**** SELECTED TEXT

17,000 People Signed a Petition to Ban This French Dark Romance Novel. We Read the Reviews So You Don’t Have To.
By Brittni Bliss / / No Comments / op ed
Dark romance has been having its moment for a while now. Post-COVID BookTok boom, gothic fashion resurgence, corset kink courtesy of a certain moors-dwelling brooder: the genre is loud, it’s everywhere, and it has absolutely zero interest in apologizing for itself. Good.
But even within a genre that trades in transgression as a love language, there are lines. And a French self-published author named Jessie Auryann may have sprinted past one at full speed.
Her novel Corps à coeur (translated loosely as Body to Heart) has become the center of a heated controversy in France, amassing over 17,000 petition signatures calling for its removal and landing the book in the crosshairs of an Amazon content review. The accusations leveled at the book are serious: readers claim it contains explicit sexual content involving infants and minors, framed not as a horror or cautionary tale, but as something adjacent to romance.
One reviewer described it as “an inventory of sexual violence, physical abuse and brutality described with the enthusiasm of a technical manual.” Another called on social services to be notified. These are not your standard one-star “I didn’t like the pacing” complaints. Wild.
Pardon ? PARDON ? pic.twitter.com/WRS2BoDTcf
— nay' 🫐🎗️ (@nayetthx) February 22, 2026
Auryann (a 39-year-old stay-at-home mother of three) has defended herself, noting that the book includes an author’s note, clear warnings, and explicit trigger warnings from the first pages. That’s a standard practice in dark romance, and a reasonable one. The genre routinely covers assault, captivity, dubious consent, and psychological abuse. Trigger warnings exist precisely because these themes are present and the reader deserves to know what they’re walking into.
Here’s where the distinction matters, though, and where the dark romance genre’s usual “it’s fiction, not instruction” defense starts to strain. There is a difference between exploring darkness and wallowing in it for shock value. More critically, there’s a difference between dark themes involving adults in transgressive fictional dynamics (which is what the genre is built on) and content that sexualizes children. Those are not the same category. They are not even in the same zip code.

********
**** ENTRIES SUPPLIED

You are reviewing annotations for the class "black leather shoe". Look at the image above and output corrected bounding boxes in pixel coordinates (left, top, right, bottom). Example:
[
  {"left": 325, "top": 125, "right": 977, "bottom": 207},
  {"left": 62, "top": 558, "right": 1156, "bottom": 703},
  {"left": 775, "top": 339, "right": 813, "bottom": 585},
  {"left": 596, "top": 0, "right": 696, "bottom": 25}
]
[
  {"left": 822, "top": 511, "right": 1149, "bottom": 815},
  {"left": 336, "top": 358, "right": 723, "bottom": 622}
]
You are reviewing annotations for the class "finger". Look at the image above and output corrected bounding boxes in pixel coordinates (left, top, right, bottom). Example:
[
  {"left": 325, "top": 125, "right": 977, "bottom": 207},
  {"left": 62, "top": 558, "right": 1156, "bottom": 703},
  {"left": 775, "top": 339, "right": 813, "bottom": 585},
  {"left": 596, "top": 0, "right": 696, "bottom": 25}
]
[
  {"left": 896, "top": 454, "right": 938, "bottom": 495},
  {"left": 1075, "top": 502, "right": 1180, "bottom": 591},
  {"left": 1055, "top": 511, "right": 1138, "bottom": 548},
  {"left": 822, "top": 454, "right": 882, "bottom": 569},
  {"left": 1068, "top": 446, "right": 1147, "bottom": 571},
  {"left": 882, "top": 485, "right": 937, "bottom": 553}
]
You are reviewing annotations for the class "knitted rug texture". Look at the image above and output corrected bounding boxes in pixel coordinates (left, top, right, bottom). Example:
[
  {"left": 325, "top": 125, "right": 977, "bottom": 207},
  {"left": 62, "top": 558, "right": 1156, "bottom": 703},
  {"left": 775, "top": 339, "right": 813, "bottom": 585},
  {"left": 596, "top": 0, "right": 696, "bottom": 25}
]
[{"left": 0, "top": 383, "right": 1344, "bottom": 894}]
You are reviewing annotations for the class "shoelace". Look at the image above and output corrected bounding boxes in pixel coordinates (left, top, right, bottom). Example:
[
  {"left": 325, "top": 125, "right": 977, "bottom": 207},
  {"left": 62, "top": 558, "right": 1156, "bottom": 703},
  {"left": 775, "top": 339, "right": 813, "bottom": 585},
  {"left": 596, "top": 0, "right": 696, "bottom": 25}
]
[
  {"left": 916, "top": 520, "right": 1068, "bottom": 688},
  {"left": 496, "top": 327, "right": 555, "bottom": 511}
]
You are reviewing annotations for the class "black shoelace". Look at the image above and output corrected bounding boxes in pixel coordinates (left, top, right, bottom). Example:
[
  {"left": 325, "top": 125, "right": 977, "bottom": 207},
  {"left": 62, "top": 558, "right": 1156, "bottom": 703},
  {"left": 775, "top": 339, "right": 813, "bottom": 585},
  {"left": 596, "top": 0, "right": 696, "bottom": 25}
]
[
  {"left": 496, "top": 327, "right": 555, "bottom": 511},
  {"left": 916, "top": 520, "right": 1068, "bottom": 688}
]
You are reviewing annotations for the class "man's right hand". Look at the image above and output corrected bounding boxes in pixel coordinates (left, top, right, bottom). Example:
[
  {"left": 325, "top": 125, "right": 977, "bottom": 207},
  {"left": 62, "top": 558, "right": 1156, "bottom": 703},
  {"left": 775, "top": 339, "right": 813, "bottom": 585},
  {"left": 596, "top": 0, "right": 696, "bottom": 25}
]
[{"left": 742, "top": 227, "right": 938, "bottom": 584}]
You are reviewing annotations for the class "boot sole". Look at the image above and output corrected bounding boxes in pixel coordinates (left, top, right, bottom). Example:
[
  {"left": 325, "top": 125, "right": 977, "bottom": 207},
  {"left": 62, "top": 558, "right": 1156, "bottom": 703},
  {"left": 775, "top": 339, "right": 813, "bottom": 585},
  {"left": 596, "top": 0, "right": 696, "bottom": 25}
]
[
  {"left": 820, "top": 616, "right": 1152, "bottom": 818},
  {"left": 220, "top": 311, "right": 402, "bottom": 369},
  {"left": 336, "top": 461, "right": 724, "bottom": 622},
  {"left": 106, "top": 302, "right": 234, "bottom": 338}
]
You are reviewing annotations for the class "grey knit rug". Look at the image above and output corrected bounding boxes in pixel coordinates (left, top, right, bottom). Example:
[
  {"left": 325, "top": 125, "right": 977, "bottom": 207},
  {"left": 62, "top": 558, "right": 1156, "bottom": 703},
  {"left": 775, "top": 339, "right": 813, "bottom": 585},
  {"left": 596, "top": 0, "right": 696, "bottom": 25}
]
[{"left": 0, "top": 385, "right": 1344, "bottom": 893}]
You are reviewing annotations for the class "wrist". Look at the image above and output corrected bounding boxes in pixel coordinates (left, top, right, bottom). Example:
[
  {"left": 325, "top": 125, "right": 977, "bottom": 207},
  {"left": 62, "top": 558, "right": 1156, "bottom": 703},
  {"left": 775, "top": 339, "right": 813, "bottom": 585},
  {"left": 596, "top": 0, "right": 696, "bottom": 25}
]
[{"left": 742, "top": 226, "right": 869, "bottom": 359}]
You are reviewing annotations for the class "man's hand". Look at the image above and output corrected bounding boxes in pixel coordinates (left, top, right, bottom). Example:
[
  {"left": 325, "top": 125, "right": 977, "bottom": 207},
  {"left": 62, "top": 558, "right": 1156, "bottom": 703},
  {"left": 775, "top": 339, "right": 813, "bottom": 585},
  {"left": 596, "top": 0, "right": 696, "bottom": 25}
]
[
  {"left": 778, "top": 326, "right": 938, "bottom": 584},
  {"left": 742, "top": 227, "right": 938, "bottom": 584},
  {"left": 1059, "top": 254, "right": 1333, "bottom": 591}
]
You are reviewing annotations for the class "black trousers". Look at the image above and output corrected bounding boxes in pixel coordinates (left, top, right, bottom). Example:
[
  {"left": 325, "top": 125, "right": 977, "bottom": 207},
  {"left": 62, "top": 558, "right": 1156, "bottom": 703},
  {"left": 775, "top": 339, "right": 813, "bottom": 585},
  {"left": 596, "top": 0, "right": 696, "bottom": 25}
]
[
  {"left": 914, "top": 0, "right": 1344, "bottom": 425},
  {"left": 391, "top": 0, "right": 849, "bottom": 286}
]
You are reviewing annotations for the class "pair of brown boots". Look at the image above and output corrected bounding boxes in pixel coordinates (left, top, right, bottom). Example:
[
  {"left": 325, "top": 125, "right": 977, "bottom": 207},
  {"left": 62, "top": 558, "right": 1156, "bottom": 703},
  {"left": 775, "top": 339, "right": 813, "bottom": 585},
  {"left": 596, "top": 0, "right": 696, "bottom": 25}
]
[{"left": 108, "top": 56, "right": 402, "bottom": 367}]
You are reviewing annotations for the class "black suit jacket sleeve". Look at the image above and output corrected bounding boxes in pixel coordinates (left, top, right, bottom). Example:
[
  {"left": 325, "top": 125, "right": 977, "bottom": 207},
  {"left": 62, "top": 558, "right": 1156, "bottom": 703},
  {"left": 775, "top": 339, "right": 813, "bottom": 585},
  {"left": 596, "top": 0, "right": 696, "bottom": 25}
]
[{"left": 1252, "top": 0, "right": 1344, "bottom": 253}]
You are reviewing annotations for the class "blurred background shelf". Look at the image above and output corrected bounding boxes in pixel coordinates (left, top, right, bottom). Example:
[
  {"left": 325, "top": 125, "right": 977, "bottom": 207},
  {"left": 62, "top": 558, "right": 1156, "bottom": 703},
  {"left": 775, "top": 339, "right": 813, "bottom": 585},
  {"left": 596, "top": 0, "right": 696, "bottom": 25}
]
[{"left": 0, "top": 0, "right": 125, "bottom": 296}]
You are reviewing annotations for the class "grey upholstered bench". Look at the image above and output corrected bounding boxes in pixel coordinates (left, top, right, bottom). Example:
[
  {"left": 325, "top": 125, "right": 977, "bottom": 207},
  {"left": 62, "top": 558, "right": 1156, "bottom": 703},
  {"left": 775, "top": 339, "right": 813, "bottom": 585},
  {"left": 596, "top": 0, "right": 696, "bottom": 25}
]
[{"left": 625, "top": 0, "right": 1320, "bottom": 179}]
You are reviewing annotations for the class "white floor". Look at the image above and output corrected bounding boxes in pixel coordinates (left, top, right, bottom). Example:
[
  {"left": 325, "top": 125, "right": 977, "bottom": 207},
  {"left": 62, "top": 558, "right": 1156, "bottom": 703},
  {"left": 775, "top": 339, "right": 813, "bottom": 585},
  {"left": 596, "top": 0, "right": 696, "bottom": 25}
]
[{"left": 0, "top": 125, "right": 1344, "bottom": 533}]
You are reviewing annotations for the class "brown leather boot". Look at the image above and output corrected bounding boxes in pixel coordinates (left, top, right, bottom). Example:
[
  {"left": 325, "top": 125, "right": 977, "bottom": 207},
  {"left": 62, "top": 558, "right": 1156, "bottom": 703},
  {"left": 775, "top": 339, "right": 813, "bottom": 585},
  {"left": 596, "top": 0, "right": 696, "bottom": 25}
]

********

- **EXERCISE OBJECTIVE**
Print the article on the dark romance petition from "One reviewer described" up to and including "they’re walking into.". The items come from a different source.

- **WRITTEN RESPONSE**
One reviewer described it as “an inventory of sexual violence, physical abuse and brutality described with the enthusiasm of a technical manual.” Another called on social services to be notified. These are not your standard one-star “I didn’t like the pacing” complaints. Wild.
Pardon ? PARDON ? pic.twitter.com/WRS2BoDTcf
— nay' 🫐🎗️ (@nayetthx) February 22, 2026
Auryann (a 39-year-old stay-at-home mother of three) has defended herself, noting that the book includes an author’s note, clear warnings, and explicit trigger warnings from the first pages. That’s a standard practice in dark romance, and a reasonable one. The genre routinely covers assault, captivity, dubious consent, and psychological abuse. Trigger warnings exist precisely because these themes are present and the reader deserves to know what they’re walking into.